DATA SECTION:
▶

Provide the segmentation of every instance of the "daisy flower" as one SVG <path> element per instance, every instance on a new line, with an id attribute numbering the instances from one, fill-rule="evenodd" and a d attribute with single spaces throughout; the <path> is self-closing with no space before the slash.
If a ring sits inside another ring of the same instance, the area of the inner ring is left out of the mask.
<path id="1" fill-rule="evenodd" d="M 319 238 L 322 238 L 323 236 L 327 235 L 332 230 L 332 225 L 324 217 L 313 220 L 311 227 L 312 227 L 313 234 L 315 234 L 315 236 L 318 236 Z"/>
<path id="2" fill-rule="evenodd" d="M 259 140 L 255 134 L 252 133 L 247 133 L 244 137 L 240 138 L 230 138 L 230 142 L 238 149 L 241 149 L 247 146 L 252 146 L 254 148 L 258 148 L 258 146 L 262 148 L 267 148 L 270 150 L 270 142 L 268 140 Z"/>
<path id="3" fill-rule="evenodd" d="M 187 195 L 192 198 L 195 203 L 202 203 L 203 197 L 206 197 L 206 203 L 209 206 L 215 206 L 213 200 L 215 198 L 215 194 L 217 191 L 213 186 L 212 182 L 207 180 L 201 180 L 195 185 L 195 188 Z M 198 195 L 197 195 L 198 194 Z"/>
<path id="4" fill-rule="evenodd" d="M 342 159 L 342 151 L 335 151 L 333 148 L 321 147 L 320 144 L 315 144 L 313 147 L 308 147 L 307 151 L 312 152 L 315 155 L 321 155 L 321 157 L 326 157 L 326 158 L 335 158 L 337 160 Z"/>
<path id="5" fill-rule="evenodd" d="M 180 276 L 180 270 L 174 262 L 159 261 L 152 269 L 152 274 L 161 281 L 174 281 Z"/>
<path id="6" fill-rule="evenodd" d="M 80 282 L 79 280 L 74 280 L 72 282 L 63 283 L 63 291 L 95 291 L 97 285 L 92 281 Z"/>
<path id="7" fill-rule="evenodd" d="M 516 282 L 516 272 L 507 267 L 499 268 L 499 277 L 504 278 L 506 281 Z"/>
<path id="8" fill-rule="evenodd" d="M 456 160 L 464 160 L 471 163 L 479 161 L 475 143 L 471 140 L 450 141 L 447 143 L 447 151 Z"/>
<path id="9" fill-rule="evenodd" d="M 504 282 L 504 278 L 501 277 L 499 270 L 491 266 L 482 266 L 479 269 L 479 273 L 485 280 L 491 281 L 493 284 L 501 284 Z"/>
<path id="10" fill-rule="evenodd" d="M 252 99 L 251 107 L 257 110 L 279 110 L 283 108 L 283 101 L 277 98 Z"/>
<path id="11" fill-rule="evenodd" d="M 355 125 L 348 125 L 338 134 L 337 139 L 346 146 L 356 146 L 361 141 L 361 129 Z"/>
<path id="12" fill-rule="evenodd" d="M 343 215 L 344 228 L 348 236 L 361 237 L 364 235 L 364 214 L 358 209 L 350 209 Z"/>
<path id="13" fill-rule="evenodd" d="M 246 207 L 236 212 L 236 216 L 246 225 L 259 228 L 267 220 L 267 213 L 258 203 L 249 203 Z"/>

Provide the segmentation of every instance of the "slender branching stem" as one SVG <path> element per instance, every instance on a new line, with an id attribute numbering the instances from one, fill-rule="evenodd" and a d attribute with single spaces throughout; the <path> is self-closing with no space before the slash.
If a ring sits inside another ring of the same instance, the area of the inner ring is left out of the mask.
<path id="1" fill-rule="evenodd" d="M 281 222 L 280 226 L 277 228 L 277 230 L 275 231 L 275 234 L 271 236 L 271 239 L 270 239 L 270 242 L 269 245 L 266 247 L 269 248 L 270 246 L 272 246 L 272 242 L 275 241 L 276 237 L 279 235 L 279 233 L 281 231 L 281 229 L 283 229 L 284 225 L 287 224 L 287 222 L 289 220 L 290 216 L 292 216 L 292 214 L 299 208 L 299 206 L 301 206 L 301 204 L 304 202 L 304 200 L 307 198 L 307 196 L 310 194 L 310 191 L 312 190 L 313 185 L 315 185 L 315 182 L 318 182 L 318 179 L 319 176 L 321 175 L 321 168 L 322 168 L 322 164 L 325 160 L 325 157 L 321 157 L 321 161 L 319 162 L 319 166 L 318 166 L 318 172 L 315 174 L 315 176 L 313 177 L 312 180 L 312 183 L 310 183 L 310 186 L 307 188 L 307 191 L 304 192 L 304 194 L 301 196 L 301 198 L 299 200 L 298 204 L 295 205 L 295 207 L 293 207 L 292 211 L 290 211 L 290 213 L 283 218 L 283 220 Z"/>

◀

WHAT IS BEING ASKED: Copy out the lines from the very first one down to the line that contains "319 238 L 322", including both, with every character unchanged.

SOLUTION TO THIS EXERCISE:
Provide the segmentation of every instance of the "daisy flower" as one SVG <path> element per instance, every instance on a new line, with an id attribute numbering the instances from one, fill-rule="evenodd" and a d attribute with single spaces throughout; the <path> is self-closing with no space before the slash.
If a ring sits inside another ring of the same instance, the area of the inner ring is left out of the mask.
<path id="1" fill-rule="evenodd" d="M 319 238 L 322 238 L 323 236 L 327 235 L 332 230 L 332 225 L 324 217 L 313 220 L 311 227 L 312 227 L 313 234 L 315 234 L 315 236 L 318 236 Z"/>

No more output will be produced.